“Imagine a world without knowledge”, pouvait-on lire sur la page d’accueil de Wikipedia le 18 janvier dernier. Alors que les discussions continuent aux États-Unis concernant le projet de loi Stop Online Piracy Act (SOPA) – pour la régulation des gouvernements du droit numérique du cyberespace –, l’encyclopédie libre a déclaré une journée de grève complète.
Une JOURNÉE? Genre, 24 heures… 1 440 minutes? La première chose qui me vient à l’esprit, c’est de savoir comment je vais faire cet après-midi, quand le prof va dire le nom de ce personnage dont je n’ai jamais entendu parler avant. D’habitude, en deux clics, me voilà sur Google et Wikipedia vient à ma rescousse. Pas aujourd’hui.
Je m’imagine alors un scénario très probable. Allons-y avec de la caricature pure et simple: des millions de jeunes roulés en boule sur le sol de leur salle de classe, à pleurer et crier pour un accès gratuit à de l’information gratuite. Dure la vie, n’est-ce pas?
Ce piquet de grève numérique m’a fait réaliser à quel point je suis dépendant de l’Internet. Si compulsif que j’ai décidé de faire du droit numérique mon combat au cours des derniers jours. Un statut Facebook pour rallier les gens, un petit article dans mon blogue personnel… à la guerre comme à la guerre, comme on dit.
Le SOPA, c’est n’importe quoi. Si le projet est adopté, il s’agit d’une forme indirecte de censure qui menace l’Internet tel que nous le connaissons. Nous sommes en 2012, bon sang. Avec l’avènement du Web au début des années 2000 et des nouvelles technologies développées chaque jour, nous sommes à un point de non-retour. Vouloir faire passer un projet de loi tel que le SOPA ou son équivalent canadien, soit la «modernisation du droit d’auteur» (mieux connu sous le nom de C-11), c’est insensé. Modernisation? Mon œil.

• **CONSIGNE DONNÉE 1**
D'après le texte présenté, à quelle date la page d'accueil de Wikipedia affichait-elle « Imagine a world without knowledge » ?
• **CONSIGNE DONNÉE 2**
Filtrez les enregistrements en recopiant chaque ligne qui contient le mot « tree ».

• **DONNÉES ENREGISTRÉES**

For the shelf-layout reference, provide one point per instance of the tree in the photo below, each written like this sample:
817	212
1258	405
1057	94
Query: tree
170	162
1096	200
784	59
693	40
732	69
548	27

• **RÉPONSE RÉDIGÉE 1**
Le 18 janvier.

• **RÉPONSE RÉDIGÉE 2**
For the shelf-layout reference, provide one point per instance of the tree in the photo below, each written like this sample:
Query: tree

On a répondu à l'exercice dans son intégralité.